▸ **Description of the task**
Extract the final stretch of the data: the line that contains "In this exercise you will locate the eyebrow" and every line after it, unaltered, and no other lines.

▸ **Data listing**

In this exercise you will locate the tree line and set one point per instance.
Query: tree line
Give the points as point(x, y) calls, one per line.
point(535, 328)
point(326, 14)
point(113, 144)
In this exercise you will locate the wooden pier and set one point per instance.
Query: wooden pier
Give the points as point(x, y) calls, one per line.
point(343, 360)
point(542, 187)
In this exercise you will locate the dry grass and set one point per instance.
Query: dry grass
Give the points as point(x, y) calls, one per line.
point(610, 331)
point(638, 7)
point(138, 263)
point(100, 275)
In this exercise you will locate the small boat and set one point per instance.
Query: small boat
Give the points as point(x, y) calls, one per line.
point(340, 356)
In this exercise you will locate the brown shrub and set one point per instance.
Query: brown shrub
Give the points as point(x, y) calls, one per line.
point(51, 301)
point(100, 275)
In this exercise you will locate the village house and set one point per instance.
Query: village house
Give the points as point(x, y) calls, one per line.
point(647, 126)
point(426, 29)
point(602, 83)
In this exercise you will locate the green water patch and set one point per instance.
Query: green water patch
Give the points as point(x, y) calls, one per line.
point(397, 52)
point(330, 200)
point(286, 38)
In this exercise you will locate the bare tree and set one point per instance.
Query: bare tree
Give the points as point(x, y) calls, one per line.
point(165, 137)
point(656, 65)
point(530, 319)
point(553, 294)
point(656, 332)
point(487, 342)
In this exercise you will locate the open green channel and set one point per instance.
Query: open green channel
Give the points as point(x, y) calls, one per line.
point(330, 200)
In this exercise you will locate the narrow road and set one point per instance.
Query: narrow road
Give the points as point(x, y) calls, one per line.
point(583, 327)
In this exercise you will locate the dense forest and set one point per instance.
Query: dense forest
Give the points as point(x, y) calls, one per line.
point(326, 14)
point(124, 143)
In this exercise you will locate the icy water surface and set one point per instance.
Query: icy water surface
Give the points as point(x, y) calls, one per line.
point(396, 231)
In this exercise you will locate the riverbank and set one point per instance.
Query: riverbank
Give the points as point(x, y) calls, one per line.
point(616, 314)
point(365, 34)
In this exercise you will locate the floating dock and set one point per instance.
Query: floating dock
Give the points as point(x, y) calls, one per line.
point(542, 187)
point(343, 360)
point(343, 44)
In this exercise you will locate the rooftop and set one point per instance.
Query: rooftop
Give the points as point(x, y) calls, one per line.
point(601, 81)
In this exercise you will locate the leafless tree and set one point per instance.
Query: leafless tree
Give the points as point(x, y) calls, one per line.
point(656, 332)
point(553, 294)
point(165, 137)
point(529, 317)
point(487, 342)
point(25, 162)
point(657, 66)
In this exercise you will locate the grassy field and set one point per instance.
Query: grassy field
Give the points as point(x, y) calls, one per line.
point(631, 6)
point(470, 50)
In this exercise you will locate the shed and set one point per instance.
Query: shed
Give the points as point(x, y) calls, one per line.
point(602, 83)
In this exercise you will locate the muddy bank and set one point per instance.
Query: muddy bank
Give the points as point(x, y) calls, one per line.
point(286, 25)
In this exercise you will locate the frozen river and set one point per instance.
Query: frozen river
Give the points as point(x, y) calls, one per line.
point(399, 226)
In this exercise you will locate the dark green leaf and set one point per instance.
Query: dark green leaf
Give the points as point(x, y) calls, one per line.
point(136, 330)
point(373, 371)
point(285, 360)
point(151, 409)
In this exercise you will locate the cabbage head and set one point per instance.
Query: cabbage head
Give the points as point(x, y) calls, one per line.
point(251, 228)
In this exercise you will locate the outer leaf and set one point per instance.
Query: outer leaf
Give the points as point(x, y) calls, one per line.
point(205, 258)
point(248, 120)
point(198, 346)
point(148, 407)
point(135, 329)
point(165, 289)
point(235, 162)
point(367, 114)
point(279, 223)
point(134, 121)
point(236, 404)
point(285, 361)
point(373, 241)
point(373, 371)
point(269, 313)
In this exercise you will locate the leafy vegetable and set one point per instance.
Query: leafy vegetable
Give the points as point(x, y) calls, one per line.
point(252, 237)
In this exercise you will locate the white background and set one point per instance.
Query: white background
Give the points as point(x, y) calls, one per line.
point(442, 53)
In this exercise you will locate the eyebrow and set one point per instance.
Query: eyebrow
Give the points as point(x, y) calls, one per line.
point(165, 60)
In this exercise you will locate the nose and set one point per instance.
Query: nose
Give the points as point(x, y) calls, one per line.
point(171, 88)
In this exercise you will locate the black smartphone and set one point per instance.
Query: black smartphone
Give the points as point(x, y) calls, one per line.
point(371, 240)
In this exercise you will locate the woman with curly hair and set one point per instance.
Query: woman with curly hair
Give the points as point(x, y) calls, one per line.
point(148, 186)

▸ **Written solution**
In this exercise you will locate the eyebrow and set one point per instance.
Query: eyebrow
Give the points as point(x, y) calls, one per line.
point(165, 60)
In this exercise you will locate the nose and set one point per instance.
Query: nose
Give the points as point(x, y) calls, one per line.
point(171, 88)
In this exercise you will locate the black smartphone and set one point per instance.
Query: black smartphone
Give the points as point(x, y) calls, one per line.
point(371, 240)
In this exercise you will locate the woman with curly hair and set one point per instance.
Query: woman with curly hair
Give the points as point(x, y) calls, one per line.
point(148, 186)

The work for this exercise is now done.